Task brief:
The result should be all the records, exact and complete, without a single picture.

──────

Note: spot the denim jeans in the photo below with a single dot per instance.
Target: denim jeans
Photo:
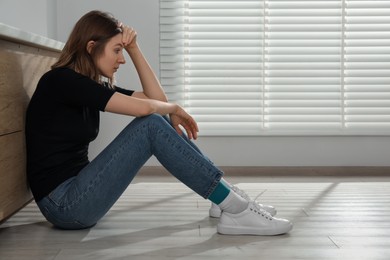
(82, 200)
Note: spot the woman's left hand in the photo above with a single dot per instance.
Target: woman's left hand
(129, 37)
(182, 118)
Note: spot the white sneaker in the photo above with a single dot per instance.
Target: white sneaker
(252, 221)
(215, 211)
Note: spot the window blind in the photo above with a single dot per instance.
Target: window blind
(278, 67)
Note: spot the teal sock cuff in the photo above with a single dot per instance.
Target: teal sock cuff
(220, 193)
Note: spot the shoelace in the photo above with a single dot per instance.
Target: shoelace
(257, 209)
(241, 193)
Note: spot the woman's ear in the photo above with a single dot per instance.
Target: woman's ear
(90, 46)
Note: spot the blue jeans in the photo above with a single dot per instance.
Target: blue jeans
(82, 200)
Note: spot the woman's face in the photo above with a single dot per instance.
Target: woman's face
(112, 57)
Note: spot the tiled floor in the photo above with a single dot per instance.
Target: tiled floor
(159, 218)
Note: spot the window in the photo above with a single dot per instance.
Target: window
(274, 67)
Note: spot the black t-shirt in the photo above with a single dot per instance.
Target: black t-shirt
(62, 119)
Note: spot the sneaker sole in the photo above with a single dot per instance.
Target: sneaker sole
(234, 230)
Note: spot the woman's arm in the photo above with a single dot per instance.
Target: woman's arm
(138, 107)
(150, 84)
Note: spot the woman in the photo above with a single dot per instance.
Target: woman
(63, 118)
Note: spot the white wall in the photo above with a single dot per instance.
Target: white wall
(32, 16)
(225, 151)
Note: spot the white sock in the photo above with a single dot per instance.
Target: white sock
(233, 203)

──────

The answer:
Note: spot the denim jeans in the photo below with a single dot per instance.
Target: denim jeans
Photo:
(82, 200)
Note: spot the woman's left hand in the photo above with a single dot per instance.
Target: woman's left hand
(129, 37)
(182, 118)
Note: spot the white sneaker in the photo above with a single dot per instance.
Target: white sneaker
(252, 221)
(215, 211)
Note: spot the window blind in the photo above with a single dot per instance.
Target: window blind
(278, 67)
Note: spot the teal sock cuff in the photo above with a single dot per instance.
Target: teal sock cuff
(220, 193)
Note: spot the shoelace in the photo above with a single dot per instance.
Target: shoelace
(257, 209)
(241, 193)
Note: spot the woman's ear in the photo above with a single dot per instance.
Target: woman's ear
(90, 46)
Note: spot the blue jeans in the photo above with a single dot per instance.
Target: blue jeans
(82, 200)
Note: spot the woman's face in the photo above with a single dot per instance.
Target: woman's face
(112, 57)
Note: spot the tiled floor in the photo above with a single dot per instance.
Target: tiled floor
(159, 218)
Note: spot the window in the photo above with a single dot per instance.
Target: window
(274, 67)
Note: spot the black t-shirt in the photo above with a single dot per instance.
Target: black t-shirt
(62, 119)
Note: spot the sneaker sole in the photo above with a single dot per instance.
Target: sneaker sole
(234, 230)
Note: spot the woman's arm in the photo above with a single dot per instance.
Target: woman's arm
(138, 107)
(150, 84)
Note: spot the woman in the photo above with a single dot per instance.
Target: woman
(63, 118)
Note: spot the white wall in the photo above with a single dot per instance.
Target: white wall
(32, 16)
(225, 151)
Note: spot the white sock in the photo above with a single dot per instance.
Target: white sock
(233, 203)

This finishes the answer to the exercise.